■ GOAL ■
Please carry the forum post below on rules, guidelines, and blacklisting further, starting right after its last sentence.

■ PAGE ■

# Rules, Guidelines, and Blacklisting



## Caius (Jun 30, 2013)

*Re-Tail Guidelines*​
So there's a bit of mix-up going on when it comes to where you should post something. Lately there have been loads of threads posted in the Open Gates topic that really don't belong under that topic. So first things first, what are you trying to get across?

*Topic:* I want friends to come over.
*Forum:* Gates Open

*Topic:* I have x fruit that I want to sell/give away.
*Forum:* Re-tail

*Topic:* I am giving items away.
*Forum:* Re-tail

*Topic:* I am selling something or trading something.
*Forum:* Re-tail

*Topic:* My Turnip prices are x.
*Forum:* Turnip prices under Gates Open

*Topic:* Katrina/Island games
*Forum:* Gates Open

These are some examples really. If you've got a fruit you'd like to share with people, it doesn't have to be for sale to be under the Re-tail forum. You can always list under the *[SELLING]* tag, and just list that it's a give-away in the topic or first post. This keeps the forum clean and organized, and leaves the Gates Open forum just for people that want to connect and make friends. 

With that being said, let's look at some other problems that have come up here. 

Vandalizing and taking objects from someone's town is not permitted. While it's usually common sense to let people know in your Re-tail topic that you have town rules, it should also be common sense that you shouldn't take something that isn't explicitly offered. 

There have been problems with flowers being taken, fruit being taken, and even fossils and holes being dug up in towns that shouldn't have been dug up. Generally you should assume if it isn't explicitly stated that you CAN do something, you should play it safe.

If you're looking for guidelines on what to assume, look no further. Here's a simple list of rules that you should follow the first time you're in someone's town.



> - Don't run.
> - Don't talk to villagers.
> - Don't take fruit or flowers.
> - Don't buy from others re-tail.
> ...



Now, when someone gives you permission to do any of these things, or outlines their rules in their thread, this can change. Keep in mind though, you are in someone else's town, or think of it as someone else's house. Treat it well, and establish good relationships with your fellow Belltree users, and you may find in the future that people seek you out for your courteousness. 

*Blacklisting*

Another issue that's come up quite a bit is the suggestion of a blacklist. This is here as a notifier, not as a debate. A blacklist is not possible for many reasons. You may privately tell your friends that someone has wronged you and to not buy or sell to them, but publicly outing someone for doing something that can hardly be proven is going to cause some issues.

■ EXCERPTED DATA ■
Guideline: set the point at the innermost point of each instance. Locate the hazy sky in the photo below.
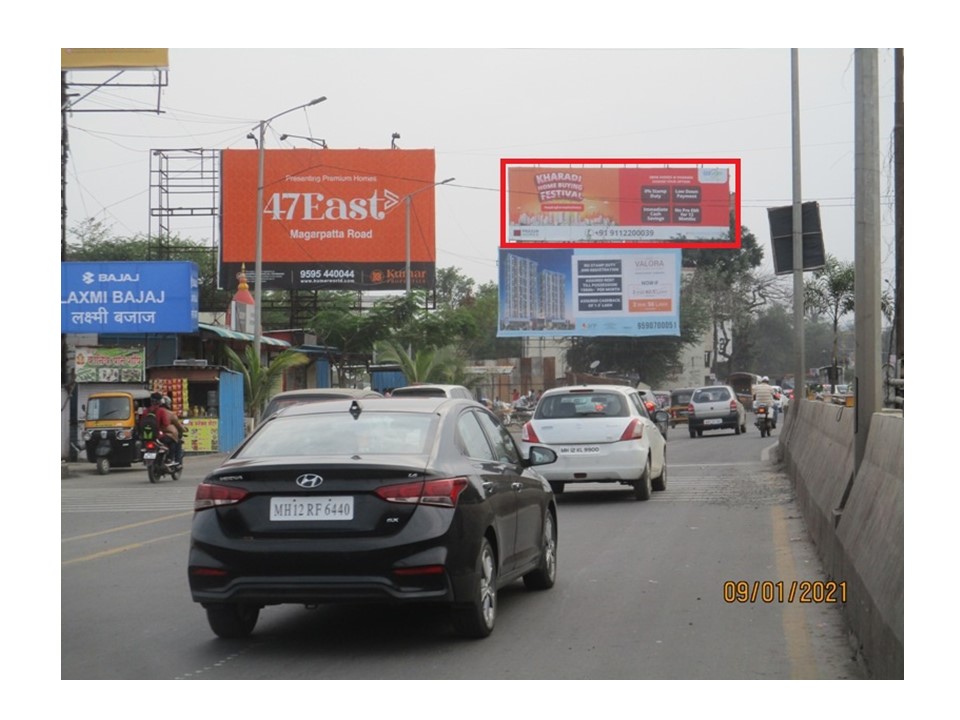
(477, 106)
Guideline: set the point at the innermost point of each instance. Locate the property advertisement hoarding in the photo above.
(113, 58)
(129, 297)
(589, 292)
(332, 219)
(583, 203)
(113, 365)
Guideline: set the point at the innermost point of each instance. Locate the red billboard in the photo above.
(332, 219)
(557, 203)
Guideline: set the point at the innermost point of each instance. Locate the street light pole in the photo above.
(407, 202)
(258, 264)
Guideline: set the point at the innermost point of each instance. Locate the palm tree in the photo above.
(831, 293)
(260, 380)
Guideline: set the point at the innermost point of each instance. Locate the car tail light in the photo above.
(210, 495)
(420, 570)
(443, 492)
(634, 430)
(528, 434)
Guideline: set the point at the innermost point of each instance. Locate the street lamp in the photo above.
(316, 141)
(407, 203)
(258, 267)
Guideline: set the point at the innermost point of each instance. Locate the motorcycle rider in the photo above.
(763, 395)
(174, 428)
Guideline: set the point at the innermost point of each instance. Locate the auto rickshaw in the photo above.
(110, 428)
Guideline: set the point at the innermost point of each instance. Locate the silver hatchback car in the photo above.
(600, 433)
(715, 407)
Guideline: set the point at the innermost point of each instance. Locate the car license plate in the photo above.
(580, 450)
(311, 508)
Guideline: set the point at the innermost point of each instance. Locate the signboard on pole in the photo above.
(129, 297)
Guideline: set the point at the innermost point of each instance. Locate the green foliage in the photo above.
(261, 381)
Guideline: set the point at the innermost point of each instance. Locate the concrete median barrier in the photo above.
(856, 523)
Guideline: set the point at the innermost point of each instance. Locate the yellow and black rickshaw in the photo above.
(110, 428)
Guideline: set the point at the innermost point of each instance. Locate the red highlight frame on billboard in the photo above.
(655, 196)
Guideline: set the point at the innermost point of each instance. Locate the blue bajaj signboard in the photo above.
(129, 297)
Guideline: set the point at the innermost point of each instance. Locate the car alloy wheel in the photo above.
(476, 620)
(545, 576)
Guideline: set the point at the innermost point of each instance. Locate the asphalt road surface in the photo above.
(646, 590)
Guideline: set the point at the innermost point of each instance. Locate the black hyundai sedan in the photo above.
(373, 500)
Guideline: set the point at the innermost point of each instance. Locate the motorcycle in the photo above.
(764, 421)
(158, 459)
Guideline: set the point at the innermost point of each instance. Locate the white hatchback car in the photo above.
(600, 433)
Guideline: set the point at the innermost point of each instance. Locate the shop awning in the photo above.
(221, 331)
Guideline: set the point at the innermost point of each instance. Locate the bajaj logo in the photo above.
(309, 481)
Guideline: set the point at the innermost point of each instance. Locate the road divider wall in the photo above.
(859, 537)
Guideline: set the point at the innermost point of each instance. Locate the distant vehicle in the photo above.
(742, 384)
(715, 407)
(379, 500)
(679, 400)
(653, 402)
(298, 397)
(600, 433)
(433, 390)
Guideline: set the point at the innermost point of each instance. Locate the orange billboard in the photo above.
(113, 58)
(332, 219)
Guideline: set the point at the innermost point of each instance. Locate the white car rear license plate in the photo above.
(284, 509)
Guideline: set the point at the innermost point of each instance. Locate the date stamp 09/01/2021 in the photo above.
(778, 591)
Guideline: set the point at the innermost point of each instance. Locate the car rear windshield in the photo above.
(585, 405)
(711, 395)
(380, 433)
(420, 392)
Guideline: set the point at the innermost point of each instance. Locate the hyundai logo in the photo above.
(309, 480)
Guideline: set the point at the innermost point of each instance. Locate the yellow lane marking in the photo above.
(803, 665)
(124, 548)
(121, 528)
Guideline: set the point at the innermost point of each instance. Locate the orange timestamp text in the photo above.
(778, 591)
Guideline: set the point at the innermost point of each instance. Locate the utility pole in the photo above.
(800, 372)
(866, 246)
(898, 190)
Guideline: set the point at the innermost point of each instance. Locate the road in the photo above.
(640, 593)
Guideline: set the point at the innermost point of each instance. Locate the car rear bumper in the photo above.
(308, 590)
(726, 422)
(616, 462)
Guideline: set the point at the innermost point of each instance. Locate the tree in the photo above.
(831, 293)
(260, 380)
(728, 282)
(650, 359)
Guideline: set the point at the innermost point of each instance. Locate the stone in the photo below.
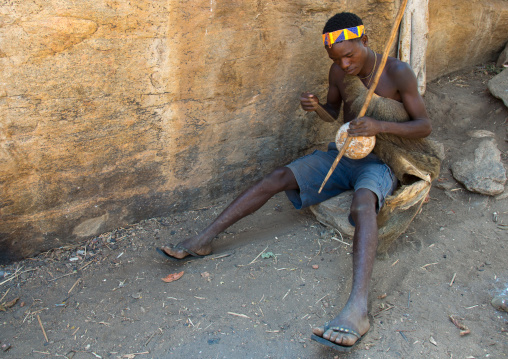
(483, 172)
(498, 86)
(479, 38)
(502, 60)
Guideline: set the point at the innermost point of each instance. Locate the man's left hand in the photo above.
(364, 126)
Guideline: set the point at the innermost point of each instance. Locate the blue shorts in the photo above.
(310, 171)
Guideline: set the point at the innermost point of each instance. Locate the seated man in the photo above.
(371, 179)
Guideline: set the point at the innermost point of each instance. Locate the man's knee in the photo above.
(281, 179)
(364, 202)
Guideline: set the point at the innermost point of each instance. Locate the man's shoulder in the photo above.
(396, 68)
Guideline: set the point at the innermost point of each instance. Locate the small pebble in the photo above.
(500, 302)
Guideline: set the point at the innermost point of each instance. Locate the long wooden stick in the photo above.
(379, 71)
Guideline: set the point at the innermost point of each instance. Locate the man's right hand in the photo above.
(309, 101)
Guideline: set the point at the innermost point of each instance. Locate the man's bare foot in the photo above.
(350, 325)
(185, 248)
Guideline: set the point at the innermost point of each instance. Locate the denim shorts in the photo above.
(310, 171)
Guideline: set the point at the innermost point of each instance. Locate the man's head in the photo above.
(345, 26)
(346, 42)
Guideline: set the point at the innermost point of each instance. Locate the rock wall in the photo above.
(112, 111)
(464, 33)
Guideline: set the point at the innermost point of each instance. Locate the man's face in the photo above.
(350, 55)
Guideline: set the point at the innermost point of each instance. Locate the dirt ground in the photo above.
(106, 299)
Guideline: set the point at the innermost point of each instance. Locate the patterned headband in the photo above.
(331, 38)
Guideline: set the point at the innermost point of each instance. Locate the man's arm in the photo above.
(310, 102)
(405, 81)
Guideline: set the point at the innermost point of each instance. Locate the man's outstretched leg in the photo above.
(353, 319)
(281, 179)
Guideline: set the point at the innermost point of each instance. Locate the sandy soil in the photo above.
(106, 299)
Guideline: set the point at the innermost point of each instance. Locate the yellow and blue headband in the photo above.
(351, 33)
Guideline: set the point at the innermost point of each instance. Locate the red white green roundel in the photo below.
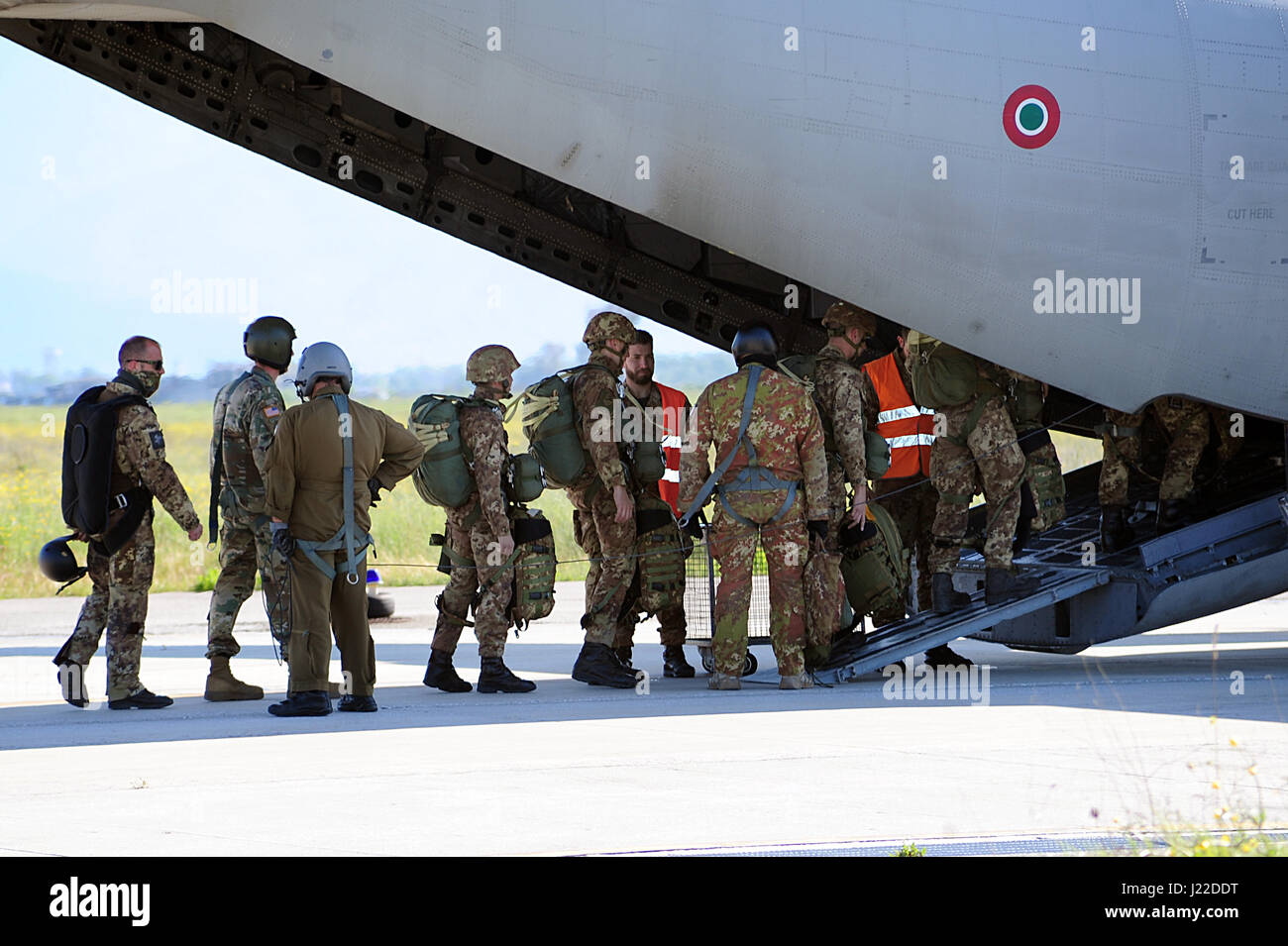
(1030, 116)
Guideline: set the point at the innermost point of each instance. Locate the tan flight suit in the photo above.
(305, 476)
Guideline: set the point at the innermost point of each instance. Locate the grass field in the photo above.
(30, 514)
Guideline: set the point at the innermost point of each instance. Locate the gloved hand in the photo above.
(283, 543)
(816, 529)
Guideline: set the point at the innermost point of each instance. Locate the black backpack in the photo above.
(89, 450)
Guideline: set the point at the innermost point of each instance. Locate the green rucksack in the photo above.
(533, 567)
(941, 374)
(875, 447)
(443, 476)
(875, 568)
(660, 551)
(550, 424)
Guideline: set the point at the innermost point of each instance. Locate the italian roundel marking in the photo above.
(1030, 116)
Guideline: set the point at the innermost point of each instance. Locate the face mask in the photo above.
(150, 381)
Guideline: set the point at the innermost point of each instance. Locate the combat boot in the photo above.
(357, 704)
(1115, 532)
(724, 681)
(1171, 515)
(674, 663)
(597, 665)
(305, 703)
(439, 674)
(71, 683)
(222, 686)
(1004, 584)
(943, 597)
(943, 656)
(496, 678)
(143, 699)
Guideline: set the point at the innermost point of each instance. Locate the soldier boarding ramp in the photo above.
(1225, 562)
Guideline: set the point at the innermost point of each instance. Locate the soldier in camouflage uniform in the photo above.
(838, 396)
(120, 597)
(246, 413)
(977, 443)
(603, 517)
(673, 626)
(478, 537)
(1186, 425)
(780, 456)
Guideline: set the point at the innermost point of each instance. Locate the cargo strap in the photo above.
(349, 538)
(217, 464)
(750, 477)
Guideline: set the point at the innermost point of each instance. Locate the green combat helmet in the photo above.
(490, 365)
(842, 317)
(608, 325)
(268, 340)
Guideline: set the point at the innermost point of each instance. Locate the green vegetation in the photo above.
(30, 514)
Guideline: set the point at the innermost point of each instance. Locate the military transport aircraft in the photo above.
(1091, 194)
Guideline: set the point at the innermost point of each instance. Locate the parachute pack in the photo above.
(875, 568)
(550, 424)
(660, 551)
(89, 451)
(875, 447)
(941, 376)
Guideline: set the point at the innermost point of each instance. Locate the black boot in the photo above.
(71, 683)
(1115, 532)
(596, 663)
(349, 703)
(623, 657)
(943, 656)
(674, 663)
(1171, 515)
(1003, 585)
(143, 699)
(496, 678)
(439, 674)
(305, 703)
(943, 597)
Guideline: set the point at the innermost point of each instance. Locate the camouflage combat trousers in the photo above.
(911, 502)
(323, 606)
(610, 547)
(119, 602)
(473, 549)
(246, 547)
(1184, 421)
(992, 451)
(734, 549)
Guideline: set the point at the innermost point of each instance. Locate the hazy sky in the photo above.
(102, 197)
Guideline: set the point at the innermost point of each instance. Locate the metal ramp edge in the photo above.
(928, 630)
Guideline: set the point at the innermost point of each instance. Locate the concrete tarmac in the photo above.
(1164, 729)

■ EXPECTED ANSWER ■
Most of what would constitute the population of a blacklist would be hearsay. It can't be explicitly proven that someone is in the wrong, or it could be the user trying to cause drama. If you really think about it a blacklist could easily be more of a hindrance than a help. 

As a community forum, we are supposed to act as friends. Friends have problems between each other, and it isn't fair for something that could have been a mistake to follow a user around for their time here, especially considering the average forum-life of a tbt user. If however, you feel as if you have been wronged by someone and you have the means to prove it, it is suggested that you take the issue to a mod PRIVATELY, and hopefully a one on one talk can resolve the issue quietly. 

Though there is no guarantee that anything can be done to return bells or lost items, depending on the situation, a user may be issued a warning or infraction. Do not explicitly request or demand action from a moderator, it is at our own judgement what should be done to handle the situation.

*Bumping*

There is nothing wrong with bumping a thread that is yours. BUT, if you're bumping it every hour, it can really congest things, and really tends to look like spam. Try and keep it to one thread and bump it maybe once a day at maximum. People will see your thread, I promise! If you find you don't get any kind of response in twenty-four hours, it's perfectly fine to bump your thread, but try not to make multiples for the same sale or request. 

With that being said, let's all try and have fun and just play some Animal Crossing.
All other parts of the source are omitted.